WHAT YOU SHOULD DO: Exact reproduction of every entry is required.

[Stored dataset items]
┌────────

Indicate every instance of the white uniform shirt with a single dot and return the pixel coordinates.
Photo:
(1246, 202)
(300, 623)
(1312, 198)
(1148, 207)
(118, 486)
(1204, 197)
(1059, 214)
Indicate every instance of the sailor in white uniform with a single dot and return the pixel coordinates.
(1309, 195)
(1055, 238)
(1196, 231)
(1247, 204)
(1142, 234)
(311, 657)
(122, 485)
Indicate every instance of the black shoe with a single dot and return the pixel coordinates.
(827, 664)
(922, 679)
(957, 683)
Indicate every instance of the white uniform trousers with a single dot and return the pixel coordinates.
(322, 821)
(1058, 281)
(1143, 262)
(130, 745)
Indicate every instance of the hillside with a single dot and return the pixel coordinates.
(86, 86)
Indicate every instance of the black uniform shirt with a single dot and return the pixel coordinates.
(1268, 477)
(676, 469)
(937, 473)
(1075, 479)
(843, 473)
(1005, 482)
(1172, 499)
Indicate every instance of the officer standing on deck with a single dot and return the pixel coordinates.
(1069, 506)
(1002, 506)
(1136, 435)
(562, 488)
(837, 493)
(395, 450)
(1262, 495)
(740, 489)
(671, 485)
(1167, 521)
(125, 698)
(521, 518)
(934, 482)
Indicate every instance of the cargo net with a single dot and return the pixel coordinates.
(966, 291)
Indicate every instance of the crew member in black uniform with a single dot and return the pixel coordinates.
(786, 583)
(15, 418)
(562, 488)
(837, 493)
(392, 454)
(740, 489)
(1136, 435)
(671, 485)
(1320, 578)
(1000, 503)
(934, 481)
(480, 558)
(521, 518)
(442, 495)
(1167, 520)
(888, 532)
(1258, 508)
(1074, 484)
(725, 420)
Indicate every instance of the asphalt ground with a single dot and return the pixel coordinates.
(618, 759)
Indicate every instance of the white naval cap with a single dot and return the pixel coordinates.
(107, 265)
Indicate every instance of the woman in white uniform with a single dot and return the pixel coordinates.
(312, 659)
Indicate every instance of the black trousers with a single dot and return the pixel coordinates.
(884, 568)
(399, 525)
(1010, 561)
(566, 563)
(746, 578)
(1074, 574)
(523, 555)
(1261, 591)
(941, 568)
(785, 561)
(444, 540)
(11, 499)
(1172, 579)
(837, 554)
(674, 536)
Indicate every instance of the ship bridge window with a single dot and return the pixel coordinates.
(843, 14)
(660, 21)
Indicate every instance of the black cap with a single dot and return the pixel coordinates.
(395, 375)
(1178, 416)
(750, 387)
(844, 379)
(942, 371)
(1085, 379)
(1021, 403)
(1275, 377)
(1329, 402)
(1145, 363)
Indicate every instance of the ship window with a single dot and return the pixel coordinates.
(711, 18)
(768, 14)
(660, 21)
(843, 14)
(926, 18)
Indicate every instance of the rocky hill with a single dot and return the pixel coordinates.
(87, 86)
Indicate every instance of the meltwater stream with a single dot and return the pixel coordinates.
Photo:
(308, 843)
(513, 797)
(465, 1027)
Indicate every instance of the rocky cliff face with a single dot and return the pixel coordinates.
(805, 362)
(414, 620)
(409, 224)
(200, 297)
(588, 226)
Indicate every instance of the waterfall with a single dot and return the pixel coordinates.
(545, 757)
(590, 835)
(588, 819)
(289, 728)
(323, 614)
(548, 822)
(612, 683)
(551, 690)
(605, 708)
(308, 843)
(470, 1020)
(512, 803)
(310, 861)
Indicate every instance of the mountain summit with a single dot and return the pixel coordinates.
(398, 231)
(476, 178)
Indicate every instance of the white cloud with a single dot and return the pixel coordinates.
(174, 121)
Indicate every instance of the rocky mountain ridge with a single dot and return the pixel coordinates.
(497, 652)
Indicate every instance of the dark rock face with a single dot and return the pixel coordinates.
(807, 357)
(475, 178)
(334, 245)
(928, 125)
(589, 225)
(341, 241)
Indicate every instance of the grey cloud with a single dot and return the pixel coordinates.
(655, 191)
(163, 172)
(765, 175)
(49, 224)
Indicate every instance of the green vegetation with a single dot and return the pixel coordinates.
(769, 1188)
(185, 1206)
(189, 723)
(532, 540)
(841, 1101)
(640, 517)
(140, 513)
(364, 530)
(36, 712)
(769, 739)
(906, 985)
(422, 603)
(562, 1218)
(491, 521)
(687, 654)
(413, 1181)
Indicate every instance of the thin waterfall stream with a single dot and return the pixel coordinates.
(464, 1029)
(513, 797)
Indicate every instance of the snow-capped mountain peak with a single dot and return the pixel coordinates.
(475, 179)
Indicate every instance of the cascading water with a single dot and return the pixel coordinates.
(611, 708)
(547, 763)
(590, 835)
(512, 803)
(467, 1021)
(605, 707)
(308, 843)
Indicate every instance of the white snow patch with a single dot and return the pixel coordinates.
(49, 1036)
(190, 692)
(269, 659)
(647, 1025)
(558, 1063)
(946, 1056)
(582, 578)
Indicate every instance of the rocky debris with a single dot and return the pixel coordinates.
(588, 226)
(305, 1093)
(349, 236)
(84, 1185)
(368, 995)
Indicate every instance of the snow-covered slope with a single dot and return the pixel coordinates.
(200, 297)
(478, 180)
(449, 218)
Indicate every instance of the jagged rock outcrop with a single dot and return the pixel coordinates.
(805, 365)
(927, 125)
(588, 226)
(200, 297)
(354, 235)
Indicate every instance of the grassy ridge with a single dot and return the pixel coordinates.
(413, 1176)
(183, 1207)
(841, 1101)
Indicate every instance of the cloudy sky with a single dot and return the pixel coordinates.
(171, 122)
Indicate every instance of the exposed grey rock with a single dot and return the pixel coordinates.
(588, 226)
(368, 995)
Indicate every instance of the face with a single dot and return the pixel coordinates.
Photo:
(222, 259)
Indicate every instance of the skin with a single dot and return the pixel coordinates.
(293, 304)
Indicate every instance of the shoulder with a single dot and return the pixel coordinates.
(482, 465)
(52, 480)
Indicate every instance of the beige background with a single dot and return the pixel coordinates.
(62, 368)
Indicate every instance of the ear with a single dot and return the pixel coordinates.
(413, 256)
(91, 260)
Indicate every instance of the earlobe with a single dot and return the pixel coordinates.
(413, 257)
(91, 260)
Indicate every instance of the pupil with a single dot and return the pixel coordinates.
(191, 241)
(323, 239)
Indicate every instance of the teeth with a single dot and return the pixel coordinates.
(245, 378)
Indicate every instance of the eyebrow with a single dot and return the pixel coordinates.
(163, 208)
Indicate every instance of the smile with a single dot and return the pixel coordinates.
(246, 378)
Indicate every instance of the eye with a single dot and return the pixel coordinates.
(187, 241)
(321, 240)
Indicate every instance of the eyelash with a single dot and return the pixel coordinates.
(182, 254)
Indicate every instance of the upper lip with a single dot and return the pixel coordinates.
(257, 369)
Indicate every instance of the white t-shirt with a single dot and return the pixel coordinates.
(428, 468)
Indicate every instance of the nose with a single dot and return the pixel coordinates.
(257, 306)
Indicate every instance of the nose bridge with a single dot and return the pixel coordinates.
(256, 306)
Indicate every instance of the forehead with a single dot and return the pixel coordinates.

└────────

THE ANSWER:
Indicate every instance of the white uniform shirt with a single dot and return the pixel coordinates.
Photo:
(1246, 202)
(300, 623)
(1312, 198)
(1148, 207)
(118, 486)
(1204, 197)
(1059, 214)
Indicate every instance of the sailor in white uniform with a single dot and return the pixel coordinates.
(1309, 195)
(1055, 238)
(1196, 231)
(1247, 204)
(1142, 234)
(311, 657)
(122, 485)
Indicate every instance of the black shoe with a single dot and return the pixel coordinates.
(827, 664)
(922, 679)
(957, 683)
Indicate every instance of the white uniform trousers with a single dot and return the pixel coordinates.
(322, 821)
(1058, 281)
(1143, 262)
(130, 745)
Indicate every instance of the hillside with a single dot and return the pixel coordinates.
(86, 86)
Indicate every instance of the black uniform shirt with a single dot and return the pixel coordinates.
(1268, 477)
(676, 469)
(937, 473)
(1075, 479)
(843, 473)
(1005, 482)
(1172, 499)
Indicate every instance of the officer standing on deck with a single dot and return the pixel coordinates.
(1069, 506)
(1002, 506)
(1136, 435)
(562, 488)
(837, 493)
(395, 450)
(1262, 495)
(740, 489)
(671, 485)
(1167, 521)
(125, 698)
(521, 518)
(934, 482)
Indicate every instance of the cargo net with a single dot and return the pixel coordinates.
(966, 291)
Indicate every instance of the crew member in black uniform with a single dot and return the pixel coordinates.
(786, 583)
(15, 418)
(562, 488)
(837, 493)
(392, 454)
(740, 489)
(1136, 435)
(671, 485)
(1320, 578)
(1000, 503)
(934, 481)
(480, 558)
(521, 518)
(442, 495)
(1167, 520)
(888, 532)
(1258, 508)
(1074, 484)
(725, 420)
Indicate every instance of the asphalt ground with a single dot and return the pixel coordinates.
(618, 759)
Indicate every instance of the white naval cap with a single dot and return the pixel coordinates.
(107, 265)
Indicate every instance of the woman in white uniform with a single dot and return the pixel coordinates.
(312, 659)
Indicate every instance of the black trousers with a single dot and return the pixel coordinates.
(884, 568)
(399, 525)
(1010, 561)
(566, 563)
(746, 578)
(1074, 574)
(523, 555)
(1261, 591)
(941, 568)
(785, 561)
(444, 540)
(11, 499)
(1172, 579)
(837, 554)
(674, 536)
Indicate every instance of the ship bridge window with a single dot and return the pixel coordinates.
(843, 14)
(660, 21)
Indicate every instance of the black cap with a single dot and return the pixel coordinates.
(395, 375)
(1178, 416)
(750, 387)
(844, 379)
(942, 371)
(1085, 379)
(1021, 403)
(1275, 377)
(1329, 402)
(1145, 363)
Indicate every instance of the ship window with a single dot and return the pixel coordinates.
(711, 18)
(768, 14)
(660, 21)
(843, 14)
(926, 18)
Indicate every instance of the rocky hill with a single dot and return the pixel coordinates.
(87, 86)
Indicate every instance of the meltwater stream with a single dot and return the pixel coordinates.
Photo:
(308, 843)
(513, 797)
(465, 1027)
Indicate every instance of the rocky cliff face with a single dot and return the pixel coordinates.
(805, 362)
(414, 620)
(409, 224)
(200, 297)
(588, 226)
Indicate every instance of the waterfall with a single dot and return the pixel coordinates.
(545, 757)
(590, 835)
(588, 819)
(289, 728)
(323, 614)
(548, 822)
(612, 683)
(551, 690)
(605, 708)
(308, 843)
(470, 1020)
(512, 803)
(310, 861)
Indicate every instance of the mountain summit with a single dot and return the pixel coordinates.
(398, 231)
(476, 178)
Indicate every instance of the white cloud with a single dot and return the pixel coordinates.
(174, 121)
Indicate every instance of the rocky mountain ridge with a single dot and return the pixel coordinates.
(497, 652)
Indicate every instance of the dark rock face with a single dot and return the pixel coordinates.
(807, 357)
(475, 178)
(334, 245)
(928, 125)
(589, 225)
(341, 241)
Indicate every instance of the grey cloud with a single dot and return the pixel coordinates.
(655, 191)
(163, 172)
(765, 175)
(49, 224)
Indicate every instance of the green vegetation with a single dot and return the pixel coordinates.
(769, 1188)
(185, 1206)
(189, 723)
(532, 540)
(841, 1101)
(640, 517)
(140, 513)
(364, 530)
(36, 712)
(769, 739)
(906, 985)
(422, 603)
(562, 1218)
(491, 521)
(687, 654)
(413, 1181)
Indicate every instance of the thin waterfall stream with a single dot and return the pixel coordinates.
(464, 1029)
(513, 797)
Indicate every instance of the snow-capped mountain peak with a single dot and return the pixel coordinates.
(475, 179)
Indicate every instance of the cascading water with a single dot and return the pixel coordinates.
(611, 708)
(547, 763)
(590, 835)
(512, 803)
(467, 1021)
(605, 707)
(308, 843)
Indicate every instance of the white snow patch with a single dot and return the pixel coordinates.
(49, 1036)
(190, 692)
(269, 659)
(647, 1025)
(558, 1063)
(946, 1056)
(582, 578)
Indicate every instance of the rocky debris with a single dot and return the pixel coordinates.
(588, 226)
(305, 1093)
(349, 236)
(84, 1185)
(368, 995)
Indicate every instance of the snow-covered slope with a single dot and return the pixel coordinates.
(200, 297)
(478, 180)
(449, 218)
Indicate every instance of the jagged rock outcrop with a single dot and return the pixel coordinates.
(805, 365)
(927, 125)
(588, 226)
(200, 297)
(354, 235)
Indicate every instance of the grassy ridge with a single dot and return the pixel coordinates.
(413, 1176)
(183, 1207)
(841, 1101)
Indicate every instance of the cloudy sky with a single dot and return the pixel coordinates.
(171, 122)
Indicate every instance of the exposed grey rock with a single dot and return the pixel coordinates.
(588, 226)
(368, 995)
Indicate every instance of the face with a single dot and return the pixel coordinates.
Photo:
(222, 259)
Indicate every instance of the skin with a single dot and return the pixel coordinates.
(293, 304)
Indicate every instance of the shoulder with a single dot and return the pixel coordinates.
(482, 465)
(52, 480)
Indicate every instance of the beige background with a single dot and return the pixel coordinates.
(62, 368)
Indicate every instance of the ear with a single dot and return the pixel coordinates.
(413, 256)
(91, 260)
Indicate every instance of the earlobe with a single dot and return the pixel coordinates.
(413, 257)
(91, 260)
Indicate every instance of the pupil with a single dot and return the pixel coordinates.
(191, 241)
(323, 239)
Indicate every instance of the teeth with a single dot and return the pixel coordinates.
(245, 378)
Indicate every instance of the eyebrow with a single dot and return the pixel coordinates.
(163, 208)
Indicate every instance of the smile with a single dot and return the pixel coordinates.
(246, 378)
Indicate every instance of the eye with a single dot and return the pixel coordinates.
(187, 241)
(321, 240)
Indicate every instance of the eyelash with a single dot and return the pixel coordinates.
(182, 254)
Indicate every instance of the upper lip with a single dot and return the pixel coordinates.
(257, 369)
Indicate every instance of the white t-shirt with a single dot and return the pixel coordinates.
(428, 468)
Indicate every instance of the nose with a single dot and return the pixel coordinates.
(257, 306)
Indicate every instance of the nose bridge with a single dot and return the pixel coordinates.
(256, 306)
Indicate every instance of the forehead with a single dot and return the pixel coordinates.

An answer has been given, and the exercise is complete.